▸ WRITTEN PROBLEM: Extract every line of the records below verbatim, keeping each character and line break unchanged.

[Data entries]
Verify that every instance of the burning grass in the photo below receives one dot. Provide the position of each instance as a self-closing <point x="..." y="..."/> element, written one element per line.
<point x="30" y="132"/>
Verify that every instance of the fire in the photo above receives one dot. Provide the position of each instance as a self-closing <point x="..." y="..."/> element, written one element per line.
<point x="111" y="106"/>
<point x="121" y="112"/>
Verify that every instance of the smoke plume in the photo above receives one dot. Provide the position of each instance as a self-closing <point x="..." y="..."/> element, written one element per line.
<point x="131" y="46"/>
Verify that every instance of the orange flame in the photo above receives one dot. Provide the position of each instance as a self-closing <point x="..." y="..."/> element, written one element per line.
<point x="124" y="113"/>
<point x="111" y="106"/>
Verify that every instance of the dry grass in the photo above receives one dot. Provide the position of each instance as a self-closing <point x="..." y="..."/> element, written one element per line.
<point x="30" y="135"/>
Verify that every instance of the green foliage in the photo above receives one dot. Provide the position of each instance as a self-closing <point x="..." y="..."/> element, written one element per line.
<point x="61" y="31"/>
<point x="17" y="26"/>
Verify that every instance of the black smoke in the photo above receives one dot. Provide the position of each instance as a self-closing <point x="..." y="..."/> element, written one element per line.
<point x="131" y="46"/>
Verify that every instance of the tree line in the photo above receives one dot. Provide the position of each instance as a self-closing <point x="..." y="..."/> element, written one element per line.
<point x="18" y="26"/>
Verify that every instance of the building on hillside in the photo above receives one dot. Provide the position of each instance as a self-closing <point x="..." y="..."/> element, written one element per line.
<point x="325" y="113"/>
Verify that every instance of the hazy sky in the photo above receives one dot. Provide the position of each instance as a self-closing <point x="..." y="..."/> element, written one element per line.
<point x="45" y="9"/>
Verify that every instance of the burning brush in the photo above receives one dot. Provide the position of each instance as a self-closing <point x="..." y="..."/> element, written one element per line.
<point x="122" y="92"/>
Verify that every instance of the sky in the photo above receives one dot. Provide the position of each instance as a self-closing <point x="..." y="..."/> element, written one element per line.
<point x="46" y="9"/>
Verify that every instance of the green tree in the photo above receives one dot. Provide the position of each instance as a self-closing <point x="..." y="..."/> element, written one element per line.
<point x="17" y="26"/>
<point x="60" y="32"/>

▸ RESPONSE FOR THIS EXERCISE:
Verify that every instance of the burning grass in the photo below receives one dot. Provide the position of each instance as a self-closing <point x="..." y="..."/> element, written one element per line.
<point x="30" y="132"/>
Verify that every instance of the fire in the photo above receives one dot. Provide the position of each instance as a self-closing <point x="..." y="..."/> element, written one element per line.
<point x="111" y="106"/>
<point x="121" y="112"/>
Verify that every instance of the smoke plume in the photo above receives one dot. Provide the position of each instance as a self-closing <point x="..." y="..."/> element, written one element per line.
<point x="131" y="46"/>
Verify that every instance of the orange flame in the photo above receives one dot. Provide the position of each instance as a self-closing <point x="..." y="..."/> element, written one element per line.
<point x="124" y="113"/>
<point x="111" y="106"/>
Verify that every instance of the dry grass in the photo above receives one dot. Provide the position of each instance as a self-closing <point x="..." y="..."/> element, written one element per line.
<point x="30" y="135"/>
Verify that every instance of the green foliage in the photo above receives one dot. Provide the position of each instance as a self-closing <point x="..." y="..."/> element, written one element per line.
<point x="61" y="31"/>
<point x="17" y="26"/>
Verify that every instance of the black smoke in the photo above receives one dot. Provide the position of each instance as a self-closing <point x="..." y="..."/> element, written one element per line.
<point x="131" y="46"/>
Verify that every instance of the tree line in the photo above receives one dot. Provide the position of each instance as a self-closing <point x="..." y="..."/> element, written one element per line.
<point x="18" y="26"/>
Verify that every instance of the building on hillside in the photo above receives one dot. Provide the position of each instance as a self-closing <point x="..." y="..."/> element, written one element per line.
<point x="325" y="113"/>
Verify that every instance of the hazy sky in the photo above receives one dot. Provide the position of each instance as a self-closing <point x="..." y="..."/> element, written one element per line.
<point x="45" y="9"/>
Verify that every instance of the burning brush in the photo above receives one dot. Provide the position of each instance as a self-closing <point x="..." y="..."/> element, written one element per line.
<point x="122" y="92"/>
Verify that every instance of the sky in the photo above receives one dot. Provide the position of each instance as a self-closing <point x="..." y="..."/> element, written one element per line.
<point x="46" y="9"/>
Verify that every instance of the green tree in the photo above receives one dot. Provide the position of each instance as a self-closing <point x="..." y="..."/> element, written one element per line.
<point x="17" y="26"/>
<point x="60" y="32"/>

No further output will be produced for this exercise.